Task description ->
One part of the entries below is wanted: the lines from the one containing "column 337, row 728" through the one containing "Where can the woman's left". Write those out exactly and nothing else.

-.-.-

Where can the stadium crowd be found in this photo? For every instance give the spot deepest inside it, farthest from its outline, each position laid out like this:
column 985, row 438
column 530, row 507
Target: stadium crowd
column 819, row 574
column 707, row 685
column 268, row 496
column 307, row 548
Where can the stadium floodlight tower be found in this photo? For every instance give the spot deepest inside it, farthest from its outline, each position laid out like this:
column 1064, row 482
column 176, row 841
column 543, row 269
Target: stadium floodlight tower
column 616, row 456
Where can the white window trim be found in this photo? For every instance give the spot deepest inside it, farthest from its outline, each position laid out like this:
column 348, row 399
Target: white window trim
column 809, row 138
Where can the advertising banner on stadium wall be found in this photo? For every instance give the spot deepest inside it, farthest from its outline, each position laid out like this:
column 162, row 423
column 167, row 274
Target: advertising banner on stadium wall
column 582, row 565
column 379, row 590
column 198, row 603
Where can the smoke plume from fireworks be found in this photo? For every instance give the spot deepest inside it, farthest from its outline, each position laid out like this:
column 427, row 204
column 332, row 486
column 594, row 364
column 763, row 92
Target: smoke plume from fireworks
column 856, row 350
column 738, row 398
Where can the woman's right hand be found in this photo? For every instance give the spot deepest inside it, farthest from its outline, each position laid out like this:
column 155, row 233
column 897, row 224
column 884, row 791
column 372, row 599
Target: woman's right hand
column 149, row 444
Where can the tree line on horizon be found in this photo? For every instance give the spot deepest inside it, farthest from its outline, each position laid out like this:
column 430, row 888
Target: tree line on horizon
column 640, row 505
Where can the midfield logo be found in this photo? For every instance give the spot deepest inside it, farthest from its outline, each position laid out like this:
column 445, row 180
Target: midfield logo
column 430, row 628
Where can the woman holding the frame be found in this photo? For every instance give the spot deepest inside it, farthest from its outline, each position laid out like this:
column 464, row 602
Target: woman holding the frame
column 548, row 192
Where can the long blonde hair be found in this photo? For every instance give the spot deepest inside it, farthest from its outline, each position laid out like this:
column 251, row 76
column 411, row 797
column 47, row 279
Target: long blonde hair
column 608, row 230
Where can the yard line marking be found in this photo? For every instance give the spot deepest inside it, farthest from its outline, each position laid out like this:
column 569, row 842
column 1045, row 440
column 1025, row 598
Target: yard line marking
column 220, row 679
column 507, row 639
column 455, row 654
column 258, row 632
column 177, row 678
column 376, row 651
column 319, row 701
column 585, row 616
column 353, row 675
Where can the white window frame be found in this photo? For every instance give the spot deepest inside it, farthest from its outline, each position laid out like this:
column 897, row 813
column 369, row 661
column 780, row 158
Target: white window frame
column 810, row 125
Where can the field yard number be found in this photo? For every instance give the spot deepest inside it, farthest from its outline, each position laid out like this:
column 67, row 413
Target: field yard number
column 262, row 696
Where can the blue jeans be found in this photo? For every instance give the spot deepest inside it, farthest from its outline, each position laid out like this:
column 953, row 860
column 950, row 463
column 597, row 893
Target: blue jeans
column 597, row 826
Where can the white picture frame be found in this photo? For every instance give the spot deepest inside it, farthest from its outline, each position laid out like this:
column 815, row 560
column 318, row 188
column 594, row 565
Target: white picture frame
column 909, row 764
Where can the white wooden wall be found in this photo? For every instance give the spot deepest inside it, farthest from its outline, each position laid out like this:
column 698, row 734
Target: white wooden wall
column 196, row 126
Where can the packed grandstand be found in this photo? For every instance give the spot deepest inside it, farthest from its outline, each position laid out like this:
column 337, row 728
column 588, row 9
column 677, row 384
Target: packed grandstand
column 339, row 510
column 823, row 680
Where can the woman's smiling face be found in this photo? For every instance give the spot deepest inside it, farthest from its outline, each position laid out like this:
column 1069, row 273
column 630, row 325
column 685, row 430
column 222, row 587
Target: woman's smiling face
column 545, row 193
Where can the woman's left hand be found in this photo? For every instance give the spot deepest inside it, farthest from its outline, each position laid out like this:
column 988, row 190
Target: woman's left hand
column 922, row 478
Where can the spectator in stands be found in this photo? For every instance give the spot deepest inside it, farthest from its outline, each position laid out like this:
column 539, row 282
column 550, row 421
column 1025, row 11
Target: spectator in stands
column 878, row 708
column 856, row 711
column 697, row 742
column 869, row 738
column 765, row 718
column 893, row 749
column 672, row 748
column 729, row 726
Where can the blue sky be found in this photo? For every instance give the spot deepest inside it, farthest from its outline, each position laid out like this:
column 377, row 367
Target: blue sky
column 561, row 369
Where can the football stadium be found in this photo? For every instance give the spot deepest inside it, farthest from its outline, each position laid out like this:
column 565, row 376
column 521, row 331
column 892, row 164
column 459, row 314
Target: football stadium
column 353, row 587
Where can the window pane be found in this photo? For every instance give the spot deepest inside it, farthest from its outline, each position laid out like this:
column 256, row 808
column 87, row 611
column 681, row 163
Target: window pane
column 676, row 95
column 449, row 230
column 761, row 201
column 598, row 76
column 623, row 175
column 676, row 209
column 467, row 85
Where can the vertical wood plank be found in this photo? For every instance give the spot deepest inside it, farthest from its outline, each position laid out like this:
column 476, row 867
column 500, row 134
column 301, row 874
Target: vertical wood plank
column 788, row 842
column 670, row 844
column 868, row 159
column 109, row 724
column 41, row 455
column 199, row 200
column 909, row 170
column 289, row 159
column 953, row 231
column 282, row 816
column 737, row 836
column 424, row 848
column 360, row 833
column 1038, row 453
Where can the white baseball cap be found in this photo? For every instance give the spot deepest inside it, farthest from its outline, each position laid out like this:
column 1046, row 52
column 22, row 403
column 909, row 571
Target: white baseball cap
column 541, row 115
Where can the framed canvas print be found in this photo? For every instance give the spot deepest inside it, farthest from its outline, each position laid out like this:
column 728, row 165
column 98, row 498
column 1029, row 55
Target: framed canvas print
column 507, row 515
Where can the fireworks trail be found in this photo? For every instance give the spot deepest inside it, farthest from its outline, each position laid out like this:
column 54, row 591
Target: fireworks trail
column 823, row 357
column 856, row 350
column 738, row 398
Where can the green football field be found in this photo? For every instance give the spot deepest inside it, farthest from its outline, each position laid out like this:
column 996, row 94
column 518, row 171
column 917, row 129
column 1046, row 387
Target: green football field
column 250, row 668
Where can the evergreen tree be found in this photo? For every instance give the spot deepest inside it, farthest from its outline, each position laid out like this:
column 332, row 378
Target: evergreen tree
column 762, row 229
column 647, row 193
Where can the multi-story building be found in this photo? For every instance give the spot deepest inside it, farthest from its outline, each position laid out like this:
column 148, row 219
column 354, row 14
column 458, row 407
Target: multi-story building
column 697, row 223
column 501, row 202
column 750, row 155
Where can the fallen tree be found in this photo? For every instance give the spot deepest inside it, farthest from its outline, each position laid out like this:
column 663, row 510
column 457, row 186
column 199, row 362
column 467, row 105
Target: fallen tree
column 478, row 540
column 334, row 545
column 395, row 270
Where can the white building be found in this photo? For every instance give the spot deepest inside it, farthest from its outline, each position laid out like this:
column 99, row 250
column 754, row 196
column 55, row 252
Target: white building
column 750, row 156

-.-.-

Solution to the exercise ->
column 337, row 728
column 588, row 9
column 677, row 384
Target: packed grandstand
column 339, row 510
column 823, row 680
Where can the woman's smiling face be found in this photo? For every instance give the spot deepest inside it, farthest from its outline, each position laid out like this:
column 1069, row 273
column 630, row 325
column 685, row 430
column 222, row 587
Target: woman's smiling face
column 545, row 193
Where can the woman's left hand be found in this photo? For every instance give the spot deepest inside it, farthest from its outline, each position laid out like this:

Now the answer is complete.